Once you have read the listing, output it exactly and completely.

= Beginning of Section =

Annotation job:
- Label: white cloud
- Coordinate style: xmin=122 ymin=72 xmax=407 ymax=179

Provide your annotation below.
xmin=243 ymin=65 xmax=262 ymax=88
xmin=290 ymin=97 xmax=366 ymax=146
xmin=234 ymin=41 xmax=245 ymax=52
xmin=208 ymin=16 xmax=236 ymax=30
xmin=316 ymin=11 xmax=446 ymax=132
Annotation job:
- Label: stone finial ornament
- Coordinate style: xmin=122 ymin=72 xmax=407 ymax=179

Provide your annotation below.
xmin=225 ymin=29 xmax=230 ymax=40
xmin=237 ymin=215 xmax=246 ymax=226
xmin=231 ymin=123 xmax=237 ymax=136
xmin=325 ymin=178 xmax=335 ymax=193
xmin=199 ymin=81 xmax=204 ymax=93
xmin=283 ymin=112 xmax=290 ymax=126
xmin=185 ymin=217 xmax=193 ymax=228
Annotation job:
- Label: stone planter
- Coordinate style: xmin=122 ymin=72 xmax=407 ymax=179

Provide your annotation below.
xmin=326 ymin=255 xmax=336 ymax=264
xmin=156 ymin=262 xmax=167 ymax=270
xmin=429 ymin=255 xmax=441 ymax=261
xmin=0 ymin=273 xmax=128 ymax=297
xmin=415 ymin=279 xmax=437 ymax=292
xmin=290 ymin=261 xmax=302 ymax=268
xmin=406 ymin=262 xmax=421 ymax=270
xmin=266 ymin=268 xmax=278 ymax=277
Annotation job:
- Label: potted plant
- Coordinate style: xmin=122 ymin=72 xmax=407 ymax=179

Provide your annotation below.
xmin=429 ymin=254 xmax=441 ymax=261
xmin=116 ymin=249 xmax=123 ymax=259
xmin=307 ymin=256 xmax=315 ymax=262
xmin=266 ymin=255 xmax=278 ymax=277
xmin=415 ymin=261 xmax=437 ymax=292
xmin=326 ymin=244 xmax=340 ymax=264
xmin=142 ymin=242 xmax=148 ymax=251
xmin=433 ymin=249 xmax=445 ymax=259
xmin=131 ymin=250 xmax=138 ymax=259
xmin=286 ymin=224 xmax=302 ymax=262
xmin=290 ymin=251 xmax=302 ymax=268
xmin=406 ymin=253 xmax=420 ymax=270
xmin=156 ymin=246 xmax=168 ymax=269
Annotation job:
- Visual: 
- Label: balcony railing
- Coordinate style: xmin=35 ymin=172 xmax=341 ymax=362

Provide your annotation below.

= End of Section =

■ Completed task ■
Annotation job:
- Label: white cloud
- Coordinate style: xmin=122 ymin=72 xmax=407 ymax=179

Provide your annotation below.
xmin=243 ymin=65 xmax=262 ymax=88
xmin=290 ymin=97 xmax=366 ymax=146
xmin=234 ymin=41 xmax=245 ymax=52
xmin=208 ymin=16 xmax=236 ymax=30
xmin=316 ymin=11 xmax=446 ymax=132
Annotation job:
- Label: stone finial ornament
- Coordinate style: xmin=122 ymin=72 xmax=407 ymax=179

Provide your annotation below.
xmin=225 ymin=29 xmax=230 ymax=40
xmin=237 ymin=215 xmax=246 ymax=226
xmin=231 ymin=123 xmax=237 ymax=136
xmin=325 ymin=178 xmax=335 ymax=193
xmin=199 ymin=81 xmax=204 ymax=93
xmin=283 ymin=112 xmax=290 ymax=126
xmin=185 ymin=217 xmax=193 ymax=228
Annotation job:
- Label: stone planter
- Coordinate style: xmin=122 ymin=72 xmax=407 ymax=179

Provide your annotation below.
xmin=326 ymin=255 xmax=336 ymax=264
xmin=156 ymin=262 xmax=167 ymax=270
xmin=429 ymin=255 xmax=441 ymax=261
xmin=0 ymin=273 xmax=128 ymax=297
xmin=415 ymin=279 xmax=437 ymax=292
xmin=290 ymin=261 xmax=302 ymax=268
xmin=406 ymin=262 xmax=421 ymax=270
xmin=266 ymin=268 xmax=278 ymax=277
Annotation job:
- Label: potted plant
- Coordinate style: xmin=122 ymin=72 xmax=407 ymax=179

Provide your annotation below.
xmin=429 ymin=254 xmax=441 ymax=261
xmin=116 ymin=249 xmax=123 ymax=259
xmin=307 ymin=256 xmax=315 ymax=262
xmin=266 ymin=255 xmax=278 ymax=277
xmin=415 ymin=261 xmax=437 ymax=292
xmin=326 ymin=244 xmax=340 ymax=264
xmin=142 ymin=242 xmax=148 ymax=251
xmin=433 ymin=249 xmax=445 ymax=259
xmin=131 ymin=250 xmax=138 ymax=259
xmin=286 ymin=224 xmax=302 ymax=262
xmin=290 ymin=251 xmax=302 ymax=268
xmin=406 ymin=253 xmax=420 ymax=270
xmin=156 ymin=246 xmax=168 ymax=269
Annotation job:
- Visual: 
- Label: balcony railing
- Coordinate style: xmin=35 ymin=172 xmax=341 ymax=362

Provide your annotation below.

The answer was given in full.